(Stored items from a collection)
* START *

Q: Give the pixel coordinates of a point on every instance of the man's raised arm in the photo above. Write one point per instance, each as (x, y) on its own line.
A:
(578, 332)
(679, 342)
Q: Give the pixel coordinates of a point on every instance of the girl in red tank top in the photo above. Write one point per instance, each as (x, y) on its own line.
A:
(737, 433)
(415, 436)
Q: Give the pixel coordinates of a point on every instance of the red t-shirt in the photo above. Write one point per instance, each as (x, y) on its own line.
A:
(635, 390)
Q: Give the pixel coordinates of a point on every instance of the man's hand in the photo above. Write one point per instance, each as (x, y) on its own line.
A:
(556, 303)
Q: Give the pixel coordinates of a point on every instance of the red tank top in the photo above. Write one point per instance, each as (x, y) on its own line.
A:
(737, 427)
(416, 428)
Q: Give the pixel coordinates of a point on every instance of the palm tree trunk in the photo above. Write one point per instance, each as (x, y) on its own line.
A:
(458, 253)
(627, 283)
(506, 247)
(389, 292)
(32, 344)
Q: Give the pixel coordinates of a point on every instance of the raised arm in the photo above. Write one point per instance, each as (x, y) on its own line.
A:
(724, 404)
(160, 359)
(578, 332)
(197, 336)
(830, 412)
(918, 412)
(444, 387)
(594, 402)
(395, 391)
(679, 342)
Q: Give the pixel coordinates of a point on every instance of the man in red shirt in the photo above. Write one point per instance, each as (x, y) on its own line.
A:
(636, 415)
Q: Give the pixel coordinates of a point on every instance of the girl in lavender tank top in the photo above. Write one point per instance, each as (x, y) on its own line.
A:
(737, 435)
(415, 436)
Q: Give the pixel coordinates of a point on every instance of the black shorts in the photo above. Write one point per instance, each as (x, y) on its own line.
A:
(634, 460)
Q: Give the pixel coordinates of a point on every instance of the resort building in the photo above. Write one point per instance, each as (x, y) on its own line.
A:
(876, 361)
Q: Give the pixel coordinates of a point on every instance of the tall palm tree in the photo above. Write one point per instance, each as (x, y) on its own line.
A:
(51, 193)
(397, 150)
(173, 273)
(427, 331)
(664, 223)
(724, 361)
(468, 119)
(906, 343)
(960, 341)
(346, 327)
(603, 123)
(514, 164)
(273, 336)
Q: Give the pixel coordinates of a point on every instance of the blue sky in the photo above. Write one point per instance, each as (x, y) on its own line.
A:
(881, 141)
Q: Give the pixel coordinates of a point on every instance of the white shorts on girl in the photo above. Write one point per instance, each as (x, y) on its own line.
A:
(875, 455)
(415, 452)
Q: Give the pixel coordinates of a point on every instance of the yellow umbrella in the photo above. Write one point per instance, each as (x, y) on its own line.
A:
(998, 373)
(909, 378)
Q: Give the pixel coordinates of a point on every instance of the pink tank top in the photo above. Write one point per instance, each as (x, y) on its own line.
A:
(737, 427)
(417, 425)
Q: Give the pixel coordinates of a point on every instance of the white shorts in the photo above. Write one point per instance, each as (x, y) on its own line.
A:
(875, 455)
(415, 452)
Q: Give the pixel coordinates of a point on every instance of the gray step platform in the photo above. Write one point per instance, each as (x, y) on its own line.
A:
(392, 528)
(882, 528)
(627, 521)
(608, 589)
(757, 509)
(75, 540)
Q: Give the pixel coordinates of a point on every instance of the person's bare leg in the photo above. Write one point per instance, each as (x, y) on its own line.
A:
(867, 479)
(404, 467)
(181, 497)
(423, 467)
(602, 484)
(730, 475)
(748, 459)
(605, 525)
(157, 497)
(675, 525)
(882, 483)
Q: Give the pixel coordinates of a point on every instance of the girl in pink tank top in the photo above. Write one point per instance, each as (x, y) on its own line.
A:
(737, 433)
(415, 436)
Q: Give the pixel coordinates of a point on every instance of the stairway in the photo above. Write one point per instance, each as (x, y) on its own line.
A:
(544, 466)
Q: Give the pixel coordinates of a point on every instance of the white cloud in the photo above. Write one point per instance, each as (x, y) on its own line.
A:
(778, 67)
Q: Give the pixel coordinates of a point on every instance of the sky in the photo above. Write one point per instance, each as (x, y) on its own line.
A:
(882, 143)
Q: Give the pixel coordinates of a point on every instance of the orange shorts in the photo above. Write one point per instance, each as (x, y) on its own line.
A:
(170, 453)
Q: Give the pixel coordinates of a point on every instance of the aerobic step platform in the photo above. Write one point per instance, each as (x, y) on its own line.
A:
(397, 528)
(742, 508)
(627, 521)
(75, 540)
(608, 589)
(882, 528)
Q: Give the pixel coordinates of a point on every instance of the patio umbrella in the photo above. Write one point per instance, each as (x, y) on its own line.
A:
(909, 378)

* END *

Required task –
Repeat word for word each line from the one with "of the gray" to the end of the records above, inclusive.

Output for this exercise –
Q: Give the pixel coordinates of a point on every instance of the gray step platform in the photo above. Write one point per instance, each as (x, y) on its own line.
A:
(392, 528)
(882, 528)
(627, 521)
(608, 589)
(757, 509)
(75, 540)
Q: Give the pixel coordinates of a point on every instance of the person's bare leg in the photo above. Write one point per instance, each as (x, y) on its own line.
A:
(867, 479)
(404, 467)
(181, 497)
(423, 467)
(602, 484)
(730, 475)
(748, 459)
(605, 525)
(157, 497)
(675, 525)
(882, 483)
Q: Give the pixel coordinates of a point on every instance of the girl in pink tank top in the photo above. Write one point per instance, each as (x, y) on its own line.
A:
(737, 433)
(415, 436)
Q: Give the pixel coordinates of a point on every instance of the stairway in the photo above. Write one point per instance, each as (x, y) on its own line.
A:
(544, 466)
Q: Give the pixel coordinates of a point on every instance of the white cloud in the photo above. Write one point per instance, each as (x, y) on its own line.
A:
(778, 67)
Q: Give the pixel coordinates of a point on every instance of the sky in the photo above. Write one point per instance, each as (x, y) on its own line.
A:
(882, 143)
Q: Give the pixel coordinates of a point on every instance of the orange shorts in the photo above. Write one point per instance, each as (x, y) on its own line.
A:
(170, 453)
Q: Give the pixel coordinates of a point on every instance of the aerobic step platform in the photo above. Write one point per instance, each as (x, y) on its own line.
A:
(397, 528)
(742, 508)
(627, 521)
(75, 540)
(608, 589)
(882, 528)
Q: Give the pixel coordinates of a point on every instance of the patio umbrella in the photo above. Write one point per instance, each as (x, y) on its own line.
A:
(909, 378)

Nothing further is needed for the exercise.